> GOAL:
Each record is to be printed again precisely as it reads.
== SUPPLIED DATA
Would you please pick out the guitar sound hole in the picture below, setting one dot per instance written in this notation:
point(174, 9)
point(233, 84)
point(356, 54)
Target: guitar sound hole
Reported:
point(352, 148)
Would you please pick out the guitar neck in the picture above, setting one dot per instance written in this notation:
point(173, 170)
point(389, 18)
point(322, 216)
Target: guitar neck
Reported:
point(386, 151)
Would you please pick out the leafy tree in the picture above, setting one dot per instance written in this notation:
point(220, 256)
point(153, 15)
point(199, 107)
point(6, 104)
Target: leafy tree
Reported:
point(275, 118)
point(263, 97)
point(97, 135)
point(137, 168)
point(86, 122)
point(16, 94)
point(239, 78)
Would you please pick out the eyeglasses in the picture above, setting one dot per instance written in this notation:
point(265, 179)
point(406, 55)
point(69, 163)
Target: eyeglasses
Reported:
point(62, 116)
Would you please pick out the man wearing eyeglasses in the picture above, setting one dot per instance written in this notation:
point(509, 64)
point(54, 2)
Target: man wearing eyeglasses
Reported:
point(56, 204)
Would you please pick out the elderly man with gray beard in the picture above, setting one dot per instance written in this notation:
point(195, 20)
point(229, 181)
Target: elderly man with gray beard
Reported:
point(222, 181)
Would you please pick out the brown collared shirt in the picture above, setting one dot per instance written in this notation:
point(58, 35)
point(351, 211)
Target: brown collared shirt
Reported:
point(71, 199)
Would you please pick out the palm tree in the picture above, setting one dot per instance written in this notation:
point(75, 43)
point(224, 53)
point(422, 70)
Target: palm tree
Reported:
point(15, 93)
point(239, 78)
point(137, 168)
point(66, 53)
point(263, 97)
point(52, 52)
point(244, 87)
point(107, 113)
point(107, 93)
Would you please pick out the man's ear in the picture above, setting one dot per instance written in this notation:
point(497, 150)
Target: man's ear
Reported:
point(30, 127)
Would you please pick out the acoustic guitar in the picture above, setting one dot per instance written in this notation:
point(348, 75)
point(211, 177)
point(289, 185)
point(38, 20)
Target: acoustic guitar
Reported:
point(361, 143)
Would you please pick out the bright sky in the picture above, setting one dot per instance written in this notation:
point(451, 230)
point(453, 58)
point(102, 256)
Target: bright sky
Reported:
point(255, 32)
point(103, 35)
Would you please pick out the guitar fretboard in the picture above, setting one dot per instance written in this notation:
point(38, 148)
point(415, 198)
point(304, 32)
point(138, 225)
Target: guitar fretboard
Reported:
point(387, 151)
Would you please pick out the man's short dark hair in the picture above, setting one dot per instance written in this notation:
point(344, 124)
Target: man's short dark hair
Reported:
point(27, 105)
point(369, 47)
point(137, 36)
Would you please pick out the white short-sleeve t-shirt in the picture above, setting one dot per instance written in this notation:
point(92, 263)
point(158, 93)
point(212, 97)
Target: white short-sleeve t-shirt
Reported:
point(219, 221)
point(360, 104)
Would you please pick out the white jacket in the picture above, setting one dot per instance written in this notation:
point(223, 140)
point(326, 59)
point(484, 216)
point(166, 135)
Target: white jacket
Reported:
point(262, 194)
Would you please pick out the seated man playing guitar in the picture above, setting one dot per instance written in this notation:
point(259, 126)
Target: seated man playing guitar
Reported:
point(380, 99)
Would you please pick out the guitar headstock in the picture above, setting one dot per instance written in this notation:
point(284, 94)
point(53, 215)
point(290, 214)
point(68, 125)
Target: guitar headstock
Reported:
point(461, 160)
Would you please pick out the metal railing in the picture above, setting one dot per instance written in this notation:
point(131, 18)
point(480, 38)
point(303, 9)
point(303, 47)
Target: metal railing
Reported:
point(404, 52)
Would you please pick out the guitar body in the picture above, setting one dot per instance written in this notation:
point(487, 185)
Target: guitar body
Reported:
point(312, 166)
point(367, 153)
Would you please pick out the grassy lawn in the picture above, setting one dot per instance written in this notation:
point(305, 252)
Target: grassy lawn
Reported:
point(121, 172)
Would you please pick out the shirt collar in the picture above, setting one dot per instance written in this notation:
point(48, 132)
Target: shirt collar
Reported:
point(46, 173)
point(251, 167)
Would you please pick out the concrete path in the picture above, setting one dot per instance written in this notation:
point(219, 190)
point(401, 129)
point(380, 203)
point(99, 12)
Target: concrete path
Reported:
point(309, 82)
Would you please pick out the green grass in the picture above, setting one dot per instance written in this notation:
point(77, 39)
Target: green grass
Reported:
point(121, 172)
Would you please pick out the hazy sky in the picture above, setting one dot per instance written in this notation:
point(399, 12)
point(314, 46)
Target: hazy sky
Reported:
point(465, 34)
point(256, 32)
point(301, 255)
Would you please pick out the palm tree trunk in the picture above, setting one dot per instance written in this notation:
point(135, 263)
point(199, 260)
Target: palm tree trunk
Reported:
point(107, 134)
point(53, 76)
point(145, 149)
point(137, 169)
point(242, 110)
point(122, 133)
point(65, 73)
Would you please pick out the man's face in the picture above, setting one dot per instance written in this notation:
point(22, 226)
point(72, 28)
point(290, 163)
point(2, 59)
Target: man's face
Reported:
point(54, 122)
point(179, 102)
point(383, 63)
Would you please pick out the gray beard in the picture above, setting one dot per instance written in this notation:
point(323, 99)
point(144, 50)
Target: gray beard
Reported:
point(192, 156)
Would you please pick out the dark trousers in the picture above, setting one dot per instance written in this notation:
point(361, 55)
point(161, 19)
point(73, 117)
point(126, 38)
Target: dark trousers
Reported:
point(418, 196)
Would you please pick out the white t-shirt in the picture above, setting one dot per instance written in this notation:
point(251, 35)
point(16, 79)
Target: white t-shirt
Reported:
====
> SOLUTION TO THE PROBLEM:
Would you please pick out the guitar sound hole in the picture below, setting one dot per instance written in this notation:
point(174, 9)
point(233, 84)
point(356, 54)
Target: guitar sound hole
Reported:
point(352, 148)
Would you please pick out the guitar neck in the picture above, setting one dot per instance written in this notation:
point(173, 170)
point(389, 18)
point(322, 216)
Target: guitar neck
Reported:
point(386, 151)
Would you please pick out the leafy tree in the picture above, setting one dot per instance written in this notation:
point(220, 256)
point(153, 15)
point(199, 107)
point(6, 104)
Target: leafy tree
Reported:
point(275, 118)
point(263, 97)
point(97, 135)
point(137, 168)
point(86, 122)
point(16, 94)
point(239, 78)
Would you please pick out the eyeglasses in the picture above, setting one dot per instance written in this notation:
point(265, 179)
point(406, 55)
point(69, 163)
Target: eyeglasses
Reported:
point(62, 116)
Would you please pick out the man wearing eyeglasses in the picture above, setting one dot per instance written in this notation:
point(509, 64)
point(54, 2)
Target: man wearing eyeglasses
Reported:
point(56, 204)
Would you please pick out the elderly man with gray beard in the picture above, setting one dot per instance written in this notation:
point(195, 20)
point(229, 181)
Target: elderly man with gray beard
Reported:
point(222, 181)
Would you please pick out the brown collared shirt in the picture above, setting one dot per instance written in this notation:
point(58, 35)
point(351, 211)
Target: brown collared shirt
Reported:
point(71, 199)
Would you please pick out the palm tree in the picture above, setting one dot per instance written in this notation:
point(75, 43)
point(224, 53)
point(422, 70)
Target: palm tree
Reported:
point(15, 93)
point(239, 78)
point(137, 168)
point(66, 53)
point(263, 97)
point(52, 52)
point(244, 87)
point(107, 113)
point(107, 93)
Would you please pick out the man's ear in the picture above, setting one dot per instance written in this notation:
point(497, 150)
Target: man's ear
Reported:
point(30, 127)
Would you please pick out the acoustic guitar in the picture above, setting one dot per instance written in this notation:
point(348, 75)
point(211, 177)
point(289, 185)
point(38, 20)
Target: acoustic guitar
Reported:
point(361, 143)
Would you please pick out the bright sky in the picture above, setting one dot per instance written in this notation:
point(451, 230)
point(453, 58)
point(102, 256)
Target: bright sky
Reported:
point(255, 32)
point(103, 35)
Would you please pick out the guitar fretboard in the picture above, setting one dot per instance written in this notation:
point(38, 148)
point(415, 198)
point(304, 32)
point(138, 225)
Target: guitar fretboard
Reported:
point(387, 151)
Would you please pick out the man's short dark hair in the picture above, setting one dot per instance written in this notation:
point(344, 124)
Target: man's short dark hair
Reported:
point(27, 105)
point(369, 47)
point(137, 36)
Would you please pick out the white short-sleeve t-shirt in the picture above, setting one dot per instance written in this notation:
point(92, 263)
point(158, 93)
point(212, 97)
Target: white short-sleeve t-shirt
Reported:
point(219, 221)
point(360, 104)
Would you please pick out the white jacket in the picture above, setting one dot per instance written in this notation:
point(223, 140)
point(326, 59)
point(484, 216)
point(166, 135)
Target: white jacket
Reported:
point(262, 194)
Would you please pick out the seated man playing guitar in the picture above, setting one dot per instance written in this notation:
point(259, 126)
Target: seated man playing guitar
Reported:
point(380, 99)
Would you please pick out the guitar headstock in the picture above, setting one dot per instance written in this notation:
point(284, 94)
point(53, 215)
point(290, 214)
point(68, 125)
Target: guitar headstock
Reported:
point(461, 160)
Would you please pick out the metal railing in the picture above, setting one dot per instance written in this notation:
point(131, 18)
point(480, 38)
point(303, 9)
point(303, 47)
Target: metal railing
Reported:
point(404, 52)
Would you please pick out the guitar body in the picture above, setting one dot per instance written in this notation:
point(487, 185)
Target: guitar body
Reported:
point(312, 166)
point(367, 153)
Would you please pick out the grassy lawn in the picture above, setting one dot per instance written in this notation:
point(305, 252)
Target: grassy lawn
Reported:
point(121, 172)
Would you please pick out the shirt collar in the picture above, setting one dot per instance written in this notation:
point(48, 132)
Target: shirt collar
Reported:
point(46, 173)
point(251, 167)
Would you please pick out the concrete path in the picture above, setting one dot per instance written in this notation:
point(219, 190)
point(401, 129)
point(380, 203)
point(99, 12)
Target: concrete path
Reported:
point(309, 82)
Would you please pick out the green grass in the picture above, setting one dot per instance written in this notation:
point(77, 39)
Target: green grass
Reported:
point(121, 172)
Would you please pick out the hazy sky in the picture above, setting one dot per instance written in this notation:
point(399, 12)
point(314, 46)
Target: hazy sky
Reported:
point(465, 34)
point(256, 32)
point(301, 255)
Would you please pick out the palm tree trunk in the picture above, setting one dot per instance written in this notation:
point(135, 263)
point(199, 260)
Target: palm tree trunk
Reported:
point(107, 134)
point(53, 76)
point(145, 149)
point(137, 169)
point(242, 110)
point(122, 133)
point(65, 73)
Would you please pick out the man's face in the picture above, setting one dot per instance written in this notation:
point(22, 226)
point(72, 28)
point(290, 163)
point(2, 59)
Target: man's face
Reported:
point(54, 122)
point(179, 102)
point(383, 63)
Would you please pick out the gray beard in the picture above, setting one dot per instance written in this notation:
point(323, 99)
point(144, 50)
Target: gray beard
Reported:
point(192, 156)
Would you please pick out the dark trousers in the picture above, setting one dot per instance written in this notation:
point(361, 55)
point(161, 19)
point(73, 117)
point(126, 38)
Target: dark trousers
Reported:
point(418, 196)
Would you please pick out the white t-shirt in the picture above, setting one dot per instance written in this notation:
point(251, 35)
point(16, 79)
Target: white t-shirt
Reported:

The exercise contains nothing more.